▸ **Page excerpt**
※
- Active: 4 October 1940 – 13 December 1941
- Country: United Kingdom
- Branch: British Army
- Type: Infantry
- Role: Home Defence
- Size: Brigade

Insignia

= 201st Independent Infantry Brigade (Home) =

The 201st Independent Infantry Brigade (Home) was a short-lived Home Defence formation of the British Army during the Second World War.

==Formation and Service==
The 201st Independent Infantry Brigade was formed for service in the United Kingdom on 4 October 1940 by No 1 Infantry Training Group in Aldershot Command. It was commanded by Brigadier A.E. Lawrence, and comprised four newly raised infantry battalions from Southern England. 'Home' brigades had a purely static defence role.

==Service==
The brigade moved from Aldershot Command to XII Corps on 10 October and then briefly to the West Sussex County Division (on 9 November), then to the Yorkshire Area (Military District) (on 21 February 1941), then to the Yorkshire County Division on 19 March, after that was formed on 24 February. The Yorkshire County Division was re-designated the East Riding Coastal Area on 1 December and the brigade went with it until it was disbanded on 13 December.
※
▸ **Available data**
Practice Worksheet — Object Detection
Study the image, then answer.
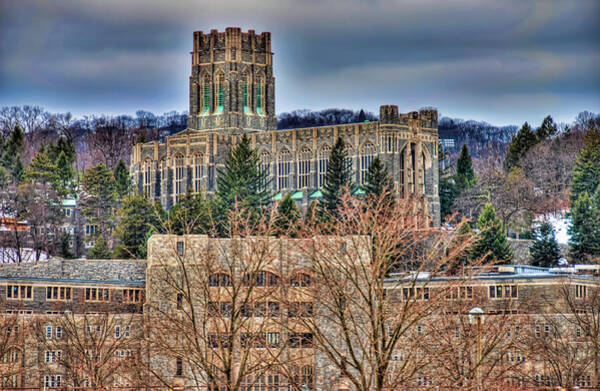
※
According to the 201st Independent Infantry Brigade article, which formations or areas did the brigade move to after leaving Aldershot Command? List them in order.

▸ **Problem solution**
1. XII Corps (10 October 1940)
2. West Sussex County Division (9 November 1940)
3. Yorkshire Area (Military District) (21 February 1941)
4. Yorkshire County Division (19 March 1941)